■ **Exercises to complete**:
**a.** According to the article on Maine's medical marijuana bill, how many days does Gov. LePage have to approve or veto the bill?
**b.** Quote the article on Maine's medical marijuana bill from "Piling on even" to "any given time.", inclusive.

Maine lawmakers passed a far-reaching rewrite of the state’s medical marijuana program this week, replacing qualifying conditions with doctors’ discretion, expanding the number of allowed dispensaries, and allowing home-based caregivers to grow their businesses. “There is going to be a single set of rules if someone wants to set up a marijuana store.”
In addition to opening medical marijuana access to anyone whose doctor recommends it, regardless of ailment, the MMJ rewrite will allow for six new dispensaries to open over the next three years, pushing the total number of state-sanctioned pot shops to 14. Facing increased competition from the state’s impending recreational industry, the new legislation would also allow medical marijuana businesses to shed their nonprofit status and compete in an open market.
Piling on even more radical shifts to Maine’s medical industry, the bill would also allow individual caregivers – medical marijuana providers distributing homegrown bud without a dispensary – to expand their businesses by hiring more employees and treating as many people as they can. Currently, non-dispensary caregivers are restricted to serve five patients max and have one employee at any given time.
But while all of those changes would move to expand Maine’s marijuana industry, the newly-approved bill also features a number of restrictive protocols, most notably increased municipal power to restrict cannabis business and heightened state oversight of home caregivers. As the law currently stands, licensed operators can settle freely in any municipality that hasn’t explicitly banned cannabusiness. If passed, local governments would have to explicitly welcome marijuana businesses before a dispensary or grow site could open.
For home-based caregivers, the expanded access would come with scrutiny from state authorities, who would be allowed to make unannounced home inspections whenever they please. Still, Maine medical marijuana advocates say the positives of the bill outweigh any negatives that may come from big brother’s prying eyes. “They gain the ability to hire the staff they need, to wholesale a portion of product grown when needed, access to processors that specialize, and clarity around the inspection process.”
With approval from both the state Senate and House of Representatives, Gov. LePage now has 10 days to either approve or veto the medical marijuana bill.

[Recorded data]
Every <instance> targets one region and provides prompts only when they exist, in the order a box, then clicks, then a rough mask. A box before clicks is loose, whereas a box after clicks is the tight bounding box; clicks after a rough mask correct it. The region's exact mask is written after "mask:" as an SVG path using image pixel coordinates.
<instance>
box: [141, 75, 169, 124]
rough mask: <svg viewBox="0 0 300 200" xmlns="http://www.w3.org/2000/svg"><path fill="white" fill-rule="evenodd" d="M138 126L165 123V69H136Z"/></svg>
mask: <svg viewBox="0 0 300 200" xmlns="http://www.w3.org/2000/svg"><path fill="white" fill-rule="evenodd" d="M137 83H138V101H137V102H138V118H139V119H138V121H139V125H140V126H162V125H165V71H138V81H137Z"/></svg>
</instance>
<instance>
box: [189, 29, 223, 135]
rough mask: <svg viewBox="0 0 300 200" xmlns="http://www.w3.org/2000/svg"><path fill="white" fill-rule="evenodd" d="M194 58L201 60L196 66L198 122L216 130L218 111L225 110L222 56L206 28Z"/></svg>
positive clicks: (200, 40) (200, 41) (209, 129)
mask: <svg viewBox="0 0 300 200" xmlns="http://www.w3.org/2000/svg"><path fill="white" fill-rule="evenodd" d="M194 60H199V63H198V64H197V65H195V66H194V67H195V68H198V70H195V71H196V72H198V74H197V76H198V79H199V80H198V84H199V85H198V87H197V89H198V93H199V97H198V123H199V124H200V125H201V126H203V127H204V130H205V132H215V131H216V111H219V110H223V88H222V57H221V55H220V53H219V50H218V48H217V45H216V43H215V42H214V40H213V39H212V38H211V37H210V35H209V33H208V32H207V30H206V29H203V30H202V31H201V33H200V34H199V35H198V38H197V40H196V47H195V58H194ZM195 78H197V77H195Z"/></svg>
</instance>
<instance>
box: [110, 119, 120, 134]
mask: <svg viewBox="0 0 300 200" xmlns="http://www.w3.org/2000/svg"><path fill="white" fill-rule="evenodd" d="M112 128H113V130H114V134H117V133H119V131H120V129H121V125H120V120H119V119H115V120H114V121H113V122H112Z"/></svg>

■ **Answers by task**:
**a.** Gov. LePage has 10 days to approve or veto the bill.

**b.**
Piling on even more radical shifts to Maine’s medical industry, the bill would also allow individual caregivers – medical marijuana providers distributing homegrown bud without a dispensary – to expand their businesses by hiring more employees and treating as many people as they can. Currently, non-dispensary caregivers are restricted to serve five patients max and have one employee at any given time.